§ Текст:
====================

- 23 -

КАРА-УНКУРТСКИЙ «КРУГ»

 

В лагерь нас повезли в июле. Никто не знал, куда нас отправляют, но раз выдали сухой паек всего на день, значит — недалеко.

Мы и в самом деле, тряслись в крытых грузовиках всего часа два. Потом машина остановилась, и мы стали вылазить возле какой-то конторы, из которой высыпали зеваки, с интересом взирающие на нас.

Конвойные стали сверять нас по формулярам.

Я наслаждался вольной травой, вольной листвой, вольным ветром.  

— Брухис! Ты что, оглох?!— крикнул конвойный.

— Нет!— изумленно ответил я. И все кругом рассмеялись.

Еще через несколько минут нас построили в колонну по двое, и повели горной дорогой мимо редких домов.

— Поселок называется Кара-Ункурт*,— сказал мне шагающий рядом Молдохунов.

Я ничего не ответил, — меня злили шарахавшиеся от нас в сторону киргизы и с лаем бегущие по пятам дворняжки.

Но вот мы свернули вправо и вошли в ущелье. Я облегченно вздохнул, — теперь нас окружали только величественные горы. Природа

* Черное ущелье

- 24 -

жила своей, неподвластной бессмысленному страху, жизнью: зеленела трава, сновали по своим делам зверьки, вспархивали прямо из-под ног птицы ...

====================

§ Фрагменты строк:
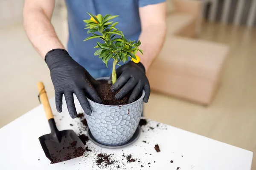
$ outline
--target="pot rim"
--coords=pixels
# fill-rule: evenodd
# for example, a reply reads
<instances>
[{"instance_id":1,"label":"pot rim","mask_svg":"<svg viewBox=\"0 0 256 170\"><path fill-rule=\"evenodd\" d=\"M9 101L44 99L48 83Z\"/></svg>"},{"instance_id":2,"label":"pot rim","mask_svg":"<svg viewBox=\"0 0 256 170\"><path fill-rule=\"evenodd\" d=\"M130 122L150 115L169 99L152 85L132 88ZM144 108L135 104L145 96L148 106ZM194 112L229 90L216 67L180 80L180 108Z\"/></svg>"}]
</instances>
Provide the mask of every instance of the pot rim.
<instances>
[{"instance_id":1,"label":"pot rim","mask_svg":"<svg viewBox=\"0 0 256 170\"><path fill-rule=\"evenodd\" d=\"M109 77L103 77L96 78L96 80L108 80L109 78ZM88 101L89 102L91 102L92 103L93 103L93 104L99 105L105 107L119 107L120 106L121 106L121 107L128 106L133 105L133 104L134 104L135 103L137 103L137 102L139 102L139 101L140 101L141 100L143 100L143 98L144 98L145 95L145 92L144 89L143 89L142 90L142 94L141 95L141 96L140 96L140 97L138 100L134 101L132 103L129 103L129 104L124 104L122 105L106 105L106 104L101 104L98 103L97 102L95 102L95 101L92 101L91 100L90 100L89 98L88 98L87 97L86 98L87 98L87 100L88 100Z\"/></svg>"}]
</instances>

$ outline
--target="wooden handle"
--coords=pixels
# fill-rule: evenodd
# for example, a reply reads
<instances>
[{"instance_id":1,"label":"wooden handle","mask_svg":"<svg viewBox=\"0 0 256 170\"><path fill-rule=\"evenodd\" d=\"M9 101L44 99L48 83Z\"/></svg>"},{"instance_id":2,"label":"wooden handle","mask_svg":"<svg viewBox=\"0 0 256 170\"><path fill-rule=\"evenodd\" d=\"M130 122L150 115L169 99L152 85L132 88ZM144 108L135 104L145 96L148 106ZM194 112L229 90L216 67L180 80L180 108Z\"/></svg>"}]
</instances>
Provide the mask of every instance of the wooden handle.
<instances>
[{"instance_id":1,"label":"wooden handle","mask_svg":"<svg viewBox=\"0 0 256 170\"><path fill-rule=\"evenodd\" d=\"M45 112L45 115L46 115L47 120L49 120L51 118L53 118L53 115L52 114L51 106L50 106L49 101L48 101L48 97L47 97L46 91L44 89L44 84L42 82L39 82L37 84L37 86L38 92L39 92L39 97L40 98L41 102L44 106L44 112Z\"/></svg>"}]
</instances>

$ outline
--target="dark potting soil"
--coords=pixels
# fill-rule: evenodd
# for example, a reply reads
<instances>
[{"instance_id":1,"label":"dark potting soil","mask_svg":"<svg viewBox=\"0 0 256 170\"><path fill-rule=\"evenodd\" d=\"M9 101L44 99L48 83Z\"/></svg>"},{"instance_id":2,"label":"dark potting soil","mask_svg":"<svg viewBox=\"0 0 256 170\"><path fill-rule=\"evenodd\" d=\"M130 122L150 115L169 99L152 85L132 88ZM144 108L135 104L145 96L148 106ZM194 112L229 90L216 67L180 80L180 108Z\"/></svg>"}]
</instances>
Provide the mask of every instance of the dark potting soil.
<instances>
[{"instance_id":1,"label":"dark potting soil","mask_svg":"<svg viewBox=\"0 0 256 170\"><path fill-rule=\"evenodd\" d=\"M96 164L97 165L102 165L105 167L111 165L115 161L111 159L111 156L106 153L99 153L97 156Z\"/></svg>"},{"instance_id":2,"label":"dark potting soil","mask_svg":"<svg viewBox=\"0 0 256 170\"><path fill-rule=\"evenodd\" d=\"M87 124L87 121L86 121L86 119L84 119L81 121L82 122L84 125L86 127L88 126L88 124Z\"/></svg>"},{"instance_id":3,"label":"dark potting soil","mask_svg":"<svg viewBox=\"0 0 256 170\"><path fill-rule=\"evenodd\" d=\"M98 81L99 85L94 87L99 97L102 99L103 104L108 105L123 105L128 104L129 97L131 94L132 90L130 91L123 98L117 100L115 98L115 95L118 92L119 90L115 92L112 92L110 90L111 84L108 84L106 80Z\"/></svg>"},{"instance_id":4,"label":"dark potting soil","mask_svg":"<svg viewBox=\"0 0 256 170\"><path fill-rule=\"evenodd\" d=\"M70 141L69 138L62 138L60 144L52 140L45 142L53 163L82 156L85 151L84 147L77 147L76 141Z\"/></svg>"},{"instance_id":5,"label":"dark potting soil","mask_svg":"<svg viewBox=\"0 0 256 170\"><path fill-rule=\"evenodd\" d=\"M147 124L147 120L146 119L141 119L139 123L140 126L145 126Z\"/></svg>"},{"instance_id":6,"label":"dark potting soil","mask_svg":"<svg viewBox=\"0 0 256 170\"><path fill-rule=\"evenodd\" d=\"M86 142L89 141L89 138L86 135L82 134L79 135L78 137L82 141L84 145L86 144Z\"/></svg>"},{"instance_id":7,"label":"dark potting soil","mask_svg":"<svg viewBox=\"0 0 256 170\"><path fill-rule=\"evenodd\" d=\"M79 113L77 114L76 117L79 118L83 118L84 115L84 113Z\"/></svg>"},{"instance_id":8,"label":"dark potting soil","mask_svg":"<svg viewBox=\"0 0 256 170\"><path fill-rule=\"evenodd\" d=\"M126 159L127 159L127 161L130 161L131 160L131 155L130 154L126 157Z\"/></svg>"},{"instance_id":9,"label":"dark potting soil","mask_svg":"<svg viewBox=\"0 0 256 170\"><path fill-rule=\"evenodd\" d=\"M92 150L90 150L88 148L88 147L85 147L85 151L86 152L91 152Z\"/></svg>"},{"instance_id":10,"label":"dark potting soil","mask_svg":"<svg viewBox=\"0 0 256 170\"><path fill-rule=\"evenodd\" d=\"M158 144L157 144L155 145L154 148L157 152L159 152L161 151L159 149L159 146L158 146Z\"/></svg>"}]
</instances>

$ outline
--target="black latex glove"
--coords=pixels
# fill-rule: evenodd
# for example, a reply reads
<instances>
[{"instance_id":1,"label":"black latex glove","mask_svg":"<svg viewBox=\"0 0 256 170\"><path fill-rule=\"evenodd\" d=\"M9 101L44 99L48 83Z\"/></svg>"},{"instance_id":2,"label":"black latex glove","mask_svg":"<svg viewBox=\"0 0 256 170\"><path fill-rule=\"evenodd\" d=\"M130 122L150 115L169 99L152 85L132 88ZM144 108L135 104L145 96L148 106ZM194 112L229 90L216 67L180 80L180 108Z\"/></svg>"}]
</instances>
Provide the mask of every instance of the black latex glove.
<instances>
[{"instance_id":1,"label":"black latex glove","mask_svg":"<svg viewBox=\"0 0 256 170\"><path fill-rule=\"evenodd\" d=\"M76 117L77 113L73 95L75 93L84 112L90 115L91 109L86 95L89 95L92 100L97 103L102 102L92 86L97 84L97 81L64 49L50 51L45 55L45 61L50 69L54 86L58 112L61 112L62 95L64 94L70 116L73 118Z\"/></svg>"},{"instance_id":2,"label":"black latex glove","mask_svg":"<svg viewBox=\"0 0 256 170\"><path fill-rule=\"evenodd\" d=\"M111 90L114 92L121 88L122 89L116 93L115 98L121 99L132 90L128 102L129 103L133 102L144 89L145 96L143 101L145 103L148 102L150 95L150 87L145 74L145 68L141 63L136 63L130 61L117 68L116 72L117 79L111 86ZM112 84L111 75L108 83Z\"/></svg>"}]
</instances>

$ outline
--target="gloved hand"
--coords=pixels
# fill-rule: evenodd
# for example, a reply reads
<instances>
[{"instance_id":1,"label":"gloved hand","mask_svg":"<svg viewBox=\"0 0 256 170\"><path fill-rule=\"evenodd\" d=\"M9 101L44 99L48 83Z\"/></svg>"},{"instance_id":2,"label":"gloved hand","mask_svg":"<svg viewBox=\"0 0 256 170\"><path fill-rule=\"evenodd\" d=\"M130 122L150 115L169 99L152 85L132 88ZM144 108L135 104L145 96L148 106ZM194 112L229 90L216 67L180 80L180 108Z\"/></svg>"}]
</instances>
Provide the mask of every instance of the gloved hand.
<instances>
[{"instance_id":1,"label":"gloved hand","mask_svg":"<svg viewBox=\"0 0 256 170\"><path fill-rule=\"evenodd\" d=\"M143 101L147 103L150 95L150 87L148 80L145 74L145 69L140 62L136 63L132 61L119 67L116 70L117 79L116 81L111 87L112 92L122 89L116 93L115 98L121 99L130 91L133 90L128 102L133 102L140 95L143 89L145 91ZM112 84L112 76L111 75L108 83Z\"/></svg>"},{"instance_id":2,"label":"gloved hand","mask_svg":"<svg viewBox=\"0 0 256 170\"><path fill-rule=\"evenodd\" d=\"M62 95L64 94L69 114L73 118L77 115L73 93L74 93L88 115L91 109L86 98L89 95L93 101L100 103L102 101L92 86L97 83L89 73L69 55L64 49L54 49L45 55L45 61L50 69L51 78L55 90L56 108L61 112Z\"/></svg>"}]
</instances>

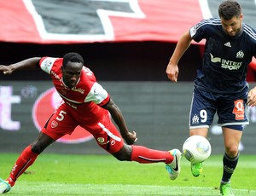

====================

§ Задание 1: Сократите абзац текста, который начинается словами «Мы и в самом деле», сохранив его основные факты.
§ Задание 2: Изложите текст в двух предложениях.

§ Ответ 1: Около двух часов нас везли в крытых грузовиках, затем мы вышли у какой-то конторы, откуда высыпали и с интересом разглядывали нас зеваки.

§ Ответ 2: В июле рассказчика и его спутников около двух часов везли в лагерь в крытых грузовиках, а у какой-то конторы конвойные сверили их по формулярам. Затем колонну по двое повели горной дорогой мимо редких домов посёлка Кара-Ункурт в ущелье, где вокруг были лишь величественные горы и своей жизнью жила природа.